++++ Data supplied ++++

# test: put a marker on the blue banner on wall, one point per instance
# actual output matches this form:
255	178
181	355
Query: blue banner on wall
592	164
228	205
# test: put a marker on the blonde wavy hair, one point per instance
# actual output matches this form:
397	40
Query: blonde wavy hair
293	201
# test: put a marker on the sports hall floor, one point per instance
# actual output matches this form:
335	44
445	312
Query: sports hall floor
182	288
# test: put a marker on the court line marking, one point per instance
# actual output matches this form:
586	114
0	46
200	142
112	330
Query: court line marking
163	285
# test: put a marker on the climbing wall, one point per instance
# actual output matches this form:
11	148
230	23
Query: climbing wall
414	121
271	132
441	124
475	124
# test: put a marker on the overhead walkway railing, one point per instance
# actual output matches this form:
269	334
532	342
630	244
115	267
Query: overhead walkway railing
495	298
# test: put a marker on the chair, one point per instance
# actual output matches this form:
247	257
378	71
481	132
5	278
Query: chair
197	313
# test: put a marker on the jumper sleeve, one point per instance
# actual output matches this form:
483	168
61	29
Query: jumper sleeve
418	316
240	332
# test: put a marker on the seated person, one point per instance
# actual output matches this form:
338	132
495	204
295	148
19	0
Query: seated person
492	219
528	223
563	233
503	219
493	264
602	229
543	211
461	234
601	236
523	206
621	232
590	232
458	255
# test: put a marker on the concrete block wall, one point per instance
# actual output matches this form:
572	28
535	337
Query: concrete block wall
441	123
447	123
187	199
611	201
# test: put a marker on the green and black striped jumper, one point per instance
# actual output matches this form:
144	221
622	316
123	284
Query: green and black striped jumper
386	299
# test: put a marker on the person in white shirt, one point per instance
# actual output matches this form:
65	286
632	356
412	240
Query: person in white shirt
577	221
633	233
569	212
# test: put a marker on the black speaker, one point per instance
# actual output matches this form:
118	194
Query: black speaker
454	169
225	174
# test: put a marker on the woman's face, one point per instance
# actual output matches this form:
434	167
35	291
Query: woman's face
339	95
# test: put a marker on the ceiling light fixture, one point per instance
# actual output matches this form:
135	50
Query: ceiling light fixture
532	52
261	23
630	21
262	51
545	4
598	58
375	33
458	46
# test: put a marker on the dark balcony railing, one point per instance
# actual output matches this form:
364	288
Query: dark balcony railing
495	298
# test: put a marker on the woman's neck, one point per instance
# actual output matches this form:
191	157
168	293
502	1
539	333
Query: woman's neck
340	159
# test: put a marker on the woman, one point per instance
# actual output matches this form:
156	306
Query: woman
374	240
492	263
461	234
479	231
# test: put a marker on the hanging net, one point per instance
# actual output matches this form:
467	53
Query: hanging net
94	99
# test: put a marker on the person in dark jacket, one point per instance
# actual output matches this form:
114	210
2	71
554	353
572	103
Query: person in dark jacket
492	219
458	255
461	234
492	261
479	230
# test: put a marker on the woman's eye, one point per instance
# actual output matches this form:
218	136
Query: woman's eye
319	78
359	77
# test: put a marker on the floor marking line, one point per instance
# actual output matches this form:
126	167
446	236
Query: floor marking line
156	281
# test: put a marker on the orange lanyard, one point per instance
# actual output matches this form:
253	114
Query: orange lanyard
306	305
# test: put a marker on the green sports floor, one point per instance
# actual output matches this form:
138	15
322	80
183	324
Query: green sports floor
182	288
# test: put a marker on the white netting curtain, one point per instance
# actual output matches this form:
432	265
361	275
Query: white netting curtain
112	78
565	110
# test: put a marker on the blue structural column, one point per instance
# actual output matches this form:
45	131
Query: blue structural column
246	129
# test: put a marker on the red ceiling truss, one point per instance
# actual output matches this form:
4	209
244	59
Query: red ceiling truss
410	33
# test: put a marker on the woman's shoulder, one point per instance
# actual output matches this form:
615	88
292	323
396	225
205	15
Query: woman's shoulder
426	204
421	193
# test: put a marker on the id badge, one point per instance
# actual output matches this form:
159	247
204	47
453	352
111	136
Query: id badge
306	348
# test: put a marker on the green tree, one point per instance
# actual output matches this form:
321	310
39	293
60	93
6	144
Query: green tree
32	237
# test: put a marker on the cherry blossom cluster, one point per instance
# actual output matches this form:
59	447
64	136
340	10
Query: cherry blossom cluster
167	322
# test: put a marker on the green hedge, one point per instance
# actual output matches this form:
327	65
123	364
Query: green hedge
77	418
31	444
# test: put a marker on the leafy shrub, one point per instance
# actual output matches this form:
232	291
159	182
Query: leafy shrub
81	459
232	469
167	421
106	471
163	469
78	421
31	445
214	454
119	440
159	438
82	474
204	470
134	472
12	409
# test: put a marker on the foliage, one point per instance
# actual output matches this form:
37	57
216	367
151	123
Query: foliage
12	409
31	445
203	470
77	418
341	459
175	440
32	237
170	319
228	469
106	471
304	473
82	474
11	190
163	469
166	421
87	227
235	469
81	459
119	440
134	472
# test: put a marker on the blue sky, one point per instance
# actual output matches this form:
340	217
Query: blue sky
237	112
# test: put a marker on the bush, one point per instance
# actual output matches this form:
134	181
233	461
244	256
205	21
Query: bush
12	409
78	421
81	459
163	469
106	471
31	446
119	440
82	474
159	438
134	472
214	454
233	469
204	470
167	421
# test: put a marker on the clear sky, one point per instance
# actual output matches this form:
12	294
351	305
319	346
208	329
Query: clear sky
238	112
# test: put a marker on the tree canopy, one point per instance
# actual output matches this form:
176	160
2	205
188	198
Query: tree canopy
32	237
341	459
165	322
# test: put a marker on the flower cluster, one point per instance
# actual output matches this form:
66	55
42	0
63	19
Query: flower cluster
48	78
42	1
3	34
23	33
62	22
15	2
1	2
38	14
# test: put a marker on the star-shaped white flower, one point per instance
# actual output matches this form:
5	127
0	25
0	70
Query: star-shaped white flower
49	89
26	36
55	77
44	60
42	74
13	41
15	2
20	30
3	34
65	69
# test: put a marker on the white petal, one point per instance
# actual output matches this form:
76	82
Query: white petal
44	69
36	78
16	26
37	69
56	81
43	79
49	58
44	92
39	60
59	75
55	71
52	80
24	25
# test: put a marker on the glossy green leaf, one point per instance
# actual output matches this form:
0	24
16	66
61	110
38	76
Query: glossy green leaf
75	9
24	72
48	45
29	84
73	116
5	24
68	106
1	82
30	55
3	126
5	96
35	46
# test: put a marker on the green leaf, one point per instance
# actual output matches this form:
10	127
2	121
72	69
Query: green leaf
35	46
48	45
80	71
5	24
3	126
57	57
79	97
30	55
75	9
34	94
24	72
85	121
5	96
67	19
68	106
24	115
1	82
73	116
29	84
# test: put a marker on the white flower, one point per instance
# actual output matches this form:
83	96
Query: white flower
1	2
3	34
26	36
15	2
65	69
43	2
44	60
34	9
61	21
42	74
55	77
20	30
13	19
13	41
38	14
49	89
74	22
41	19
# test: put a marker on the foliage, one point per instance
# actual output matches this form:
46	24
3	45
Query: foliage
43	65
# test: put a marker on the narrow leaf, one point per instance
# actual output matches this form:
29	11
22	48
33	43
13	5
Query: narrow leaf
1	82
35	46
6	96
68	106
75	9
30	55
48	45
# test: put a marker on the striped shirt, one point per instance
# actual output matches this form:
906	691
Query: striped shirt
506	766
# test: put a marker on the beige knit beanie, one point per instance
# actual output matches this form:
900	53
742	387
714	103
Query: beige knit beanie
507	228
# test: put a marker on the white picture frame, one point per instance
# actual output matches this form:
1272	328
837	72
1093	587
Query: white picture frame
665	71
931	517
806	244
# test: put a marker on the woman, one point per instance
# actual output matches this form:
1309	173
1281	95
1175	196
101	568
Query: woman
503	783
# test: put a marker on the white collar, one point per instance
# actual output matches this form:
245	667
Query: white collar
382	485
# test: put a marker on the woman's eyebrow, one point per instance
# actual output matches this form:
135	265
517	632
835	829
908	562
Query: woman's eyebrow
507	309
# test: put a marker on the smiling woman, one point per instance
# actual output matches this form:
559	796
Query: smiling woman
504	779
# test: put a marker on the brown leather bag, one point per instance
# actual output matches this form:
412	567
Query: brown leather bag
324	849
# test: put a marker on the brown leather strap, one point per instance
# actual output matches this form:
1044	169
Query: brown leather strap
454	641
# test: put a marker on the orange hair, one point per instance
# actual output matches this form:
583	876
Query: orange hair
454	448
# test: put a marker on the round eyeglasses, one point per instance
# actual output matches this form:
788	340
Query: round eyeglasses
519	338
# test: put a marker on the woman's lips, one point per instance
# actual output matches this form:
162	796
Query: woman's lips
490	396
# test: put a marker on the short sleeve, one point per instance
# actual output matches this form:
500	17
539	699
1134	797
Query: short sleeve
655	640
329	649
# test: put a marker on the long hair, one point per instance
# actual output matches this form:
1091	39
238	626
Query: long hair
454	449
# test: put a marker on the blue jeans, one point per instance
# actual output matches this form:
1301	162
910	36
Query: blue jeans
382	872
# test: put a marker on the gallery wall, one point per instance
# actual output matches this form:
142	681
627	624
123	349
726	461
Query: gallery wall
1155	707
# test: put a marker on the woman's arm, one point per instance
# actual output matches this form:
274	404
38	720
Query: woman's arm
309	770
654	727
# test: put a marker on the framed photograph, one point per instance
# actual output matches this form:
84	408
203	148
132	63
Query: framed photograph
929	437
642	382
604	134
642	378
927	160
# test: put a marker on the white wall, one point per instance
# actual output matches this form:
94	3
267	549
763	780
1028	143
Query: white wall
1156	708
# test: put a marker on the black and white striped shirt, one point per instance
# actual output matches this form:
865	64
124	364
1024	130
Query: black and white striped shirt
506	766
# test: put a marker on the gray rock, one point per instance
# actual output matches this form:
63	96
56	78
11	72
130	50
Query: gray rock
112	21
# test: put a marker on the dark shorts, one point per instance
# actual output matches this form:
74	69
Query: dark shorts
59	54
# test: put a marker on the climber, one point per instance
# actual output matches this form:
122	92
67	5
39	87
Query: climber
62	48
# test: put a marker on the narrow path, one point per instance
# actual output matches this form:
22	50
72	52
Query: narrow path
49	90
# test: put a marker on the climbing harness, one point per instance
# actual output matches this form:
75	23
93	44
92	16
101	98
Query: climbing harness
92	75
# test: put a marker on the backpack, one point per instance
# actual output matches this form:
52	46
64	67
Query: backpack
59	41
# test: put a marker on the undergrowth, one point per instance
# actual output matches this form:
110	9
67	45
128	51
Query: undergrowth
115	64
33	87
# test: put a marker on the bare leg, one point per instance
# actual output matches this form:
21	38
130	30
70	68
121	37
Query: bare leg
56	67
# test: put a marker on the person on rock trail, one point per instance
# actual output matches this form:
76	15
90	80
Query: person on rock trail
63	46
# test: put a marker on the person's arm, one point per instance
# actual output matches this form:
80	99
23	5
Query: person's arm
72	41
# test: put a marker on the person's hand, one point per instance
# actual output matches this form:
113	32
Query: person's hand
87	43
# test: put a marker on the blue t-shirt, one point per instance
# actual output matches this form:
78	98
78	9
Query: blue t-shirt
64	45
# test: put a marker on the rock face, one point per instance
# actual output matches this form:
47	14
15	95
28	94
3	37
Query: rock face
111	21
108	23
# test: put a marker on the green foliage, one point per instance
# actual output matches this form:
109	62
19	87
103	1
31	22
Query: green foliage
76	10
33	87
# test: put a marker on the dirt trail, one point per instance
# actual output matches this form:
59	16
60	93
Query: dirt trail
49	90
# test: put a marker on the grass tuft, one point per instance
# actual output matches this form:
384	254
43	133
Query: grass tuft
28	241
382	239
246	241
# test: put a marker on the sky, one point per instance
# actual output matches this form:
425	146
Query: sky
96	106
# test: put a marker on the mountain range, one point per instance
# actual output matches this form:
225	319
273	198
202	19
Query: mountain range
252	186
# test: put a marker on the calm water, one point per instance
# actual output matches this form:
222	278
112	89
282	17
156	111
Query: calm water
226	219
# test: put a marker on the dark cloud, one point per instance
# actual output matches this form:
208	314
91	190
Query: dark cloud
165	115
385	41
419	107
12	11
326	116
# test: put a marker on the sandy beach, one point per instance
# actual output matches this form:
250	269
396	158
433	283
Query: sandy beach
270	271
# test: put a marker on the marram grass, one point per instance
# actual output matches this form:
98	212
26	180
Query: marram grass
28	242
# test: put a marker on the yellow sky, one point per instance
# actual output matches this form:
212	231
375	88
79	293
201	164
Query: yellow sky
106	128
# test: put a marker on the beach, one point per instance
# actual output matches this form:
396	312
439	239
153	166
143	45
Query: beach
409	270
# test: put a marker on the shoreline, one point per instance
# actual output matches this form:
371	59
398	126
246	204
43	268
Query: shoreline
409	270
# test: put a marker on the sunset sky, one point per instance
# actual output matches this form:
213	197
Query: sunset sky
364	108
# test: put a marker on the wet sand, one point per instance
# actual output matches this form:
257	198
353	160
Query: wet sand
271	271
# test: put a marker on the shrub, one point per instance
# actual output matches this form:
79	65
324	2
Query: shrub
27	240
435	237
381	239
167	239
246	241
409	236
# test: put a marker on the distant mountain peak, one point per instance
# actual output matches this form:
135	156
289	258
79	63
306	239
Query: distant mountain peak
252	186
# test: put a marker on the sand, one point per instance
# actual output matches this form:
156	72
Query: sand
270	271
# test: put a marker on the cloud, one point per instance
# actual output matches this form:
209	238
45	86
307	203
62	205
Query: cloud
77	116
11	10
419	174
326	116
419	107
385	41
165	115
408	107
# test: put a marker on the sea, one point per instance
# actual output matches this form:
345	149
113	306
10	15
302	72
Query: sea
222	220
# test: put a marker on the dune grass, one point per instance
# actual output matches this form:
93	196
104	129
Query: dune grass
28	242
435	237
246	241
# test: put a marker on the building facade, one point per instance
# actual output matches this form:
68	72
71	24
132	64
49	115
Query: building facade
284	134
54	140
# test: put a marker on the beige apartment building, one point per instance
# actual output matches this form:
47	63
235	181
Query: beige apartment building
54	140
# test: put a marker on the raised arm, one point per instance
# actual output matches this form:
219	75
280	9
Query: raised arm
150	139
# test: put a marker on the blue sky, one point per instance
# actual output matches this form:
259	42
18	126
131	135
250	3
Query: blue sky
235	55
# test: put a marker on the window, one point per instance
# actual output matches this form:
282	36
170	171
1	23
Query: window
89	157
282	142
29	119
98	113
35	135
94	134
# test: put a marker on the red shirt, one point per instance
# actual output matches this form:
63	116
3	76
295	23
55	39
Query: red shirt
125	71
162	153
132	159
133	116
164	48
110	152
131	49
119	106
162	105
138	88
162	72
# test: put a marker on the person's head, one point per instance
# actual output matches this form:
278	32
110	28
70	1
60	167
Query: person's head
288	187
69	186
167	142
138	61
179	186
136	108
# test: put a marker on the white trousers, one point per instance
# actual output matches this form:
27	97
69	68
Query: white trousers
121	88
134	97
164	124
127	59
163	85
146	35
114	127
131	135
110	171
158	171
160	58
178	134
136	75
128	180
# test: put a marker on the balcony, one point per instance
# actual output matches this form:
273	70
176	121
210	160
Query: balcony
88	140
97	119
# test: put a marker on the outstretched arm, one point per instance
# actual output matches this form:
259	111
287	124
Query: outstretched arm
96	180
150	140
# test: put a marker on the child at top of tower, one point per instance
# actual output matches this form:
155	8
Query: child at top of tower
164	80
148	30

++++

- Instructions for the task -
Each line from the first line of the listing through the line with "# test: put a marker on the blonde" must be output exactly, both ends included, and no other line may appear.

- Answer box -
# test: put a marker on the blue banner on wall, one point per instance
# actual output matches this form:
255	178
181	355
Query: blue banner on wall
592	164
228	205
# test: put a marker on the blonde wavy hair, one point per instance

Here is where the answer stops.